- Text to read:
********************

Section 10 of the Births and Deaths Registration Act 51 of 1992

Section 10 of the Births and Deaths Registration Act 51 of 1992 is entitled “Notice of birth of illegitimate child”. It states the following: “10. (1) Notice of birth of an illegitimate child shall be given – (a) under the surname of the mother; or (b) at the joint request of the mother and of the person who in the presence of the person to whom the notice of birth was given acknowledges himself in writing to be the father of the child and enters the prescribed particulars regarding himself upon the notice of birth, under the surname of the person who has so acknowledged. (2) Notwithstanding the provisions of subsection (1), the notice of birth may be given under the surname of the mother if the person mentioned in subsection 5 (1 )(b), with the consent of the mother, acknowledges himself in writing to be the father of the child and enters particulars regarding himself upon the notice of birth.”

Explanation of section 10 of the Births and Deaths Registration Act 51 of 1992

Section 10 says that if the child was born out of wedlock, he or she should have the surname of the mother. However, if both the mother and father agree, then the child can have the surname of the father. Now, this is what the law says, and what would probably happen in life should the mother and father be on good terms when the child’s name is registered. However, what can the father do if later he wants the child to have his surname? In that case, we have to look at a different section of the Births and Deaths Registration Act 51 of 1992. And that is section 25 of the Act.

Section 25 of the Births and Deaths Registration Act 51 of 1992

advice-child-maintenance-child-custody-divorce

Section 25 of the Births and Deaths Registration Act 51 of 1992 deals with the alteration of the surname of a minor. Unfortunately, in that section, the word “illegitimate minor” is still used. The sections state the following: “25. (1) When- (a) the birth of any illegitimate minor has been registered and the mother of that minor marries any person other than the natural father of the minor; (b) the father of any minor is deceased or his parents’ marriage has been dissolved and his mother remarries or his mother as a widow or divorcee resumes a surname which she bore at any prior time; (c) the birth of any illegitimate minor has been registered under the surname of his natural father; or (d) a minor is in the care of a guardian, his mother or his guardian, as the case may be, may apply to the Director-General for the alteration of his surname to the surname of his mother, or the surname which his mother has resumed, or the surname of his guardian, as the case may be, and the Director-General may alter the registration of birth of that minor accordingly in the prescribed manner: Provided that the man who married the mother of a minor mentioned in paragraph (a) or (b), shall grant written consent for the alteration. (2) Any parent or any guardian of a minor whose birth has been included under a specific surname in the population register, may on the strength of a reason not mentioned in subsection (1), apply to the Director-General for the alteration of the surname of the minor under which his birth was registered, and the Director-General may, on submission of a good and sufficient reason given for the contemplated alteration of the surname, alter the said original surname accordingly in the prescribed manner. (3) For the purposes of this section “guardian” includes any person who has in law or in fact the custody or control of a minor.”

********************

- Exercise goal:
In the text on the Births and Deaths Registration Act, copy the stretch from "Explanation of section" through "of the Act." word for word.

- Data:
********************

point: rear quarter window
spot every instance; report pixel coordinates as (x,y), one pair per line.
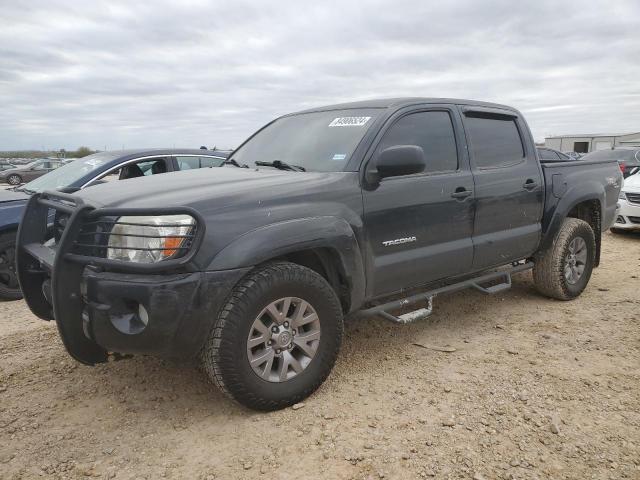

********************

- Answer to the exercise:
Explanation of section 10 of the Births and Deaths Registration Act 51 of 1992

Section 10 says that if the child was born out of wedlock, he or she should have the surname of the mother. However, if both the mother and father agree, then the child can have the surname of the father. Now, this is what the law says, and what would probably happen in life should the mother and father be on good terms when the child’s name is registered. However, what can the father do if later he wants the child to have his surname? In that case, we have to look at a different section of the Births and Deaths Registration Act 51 of 1992. And that is section 25 of the Act.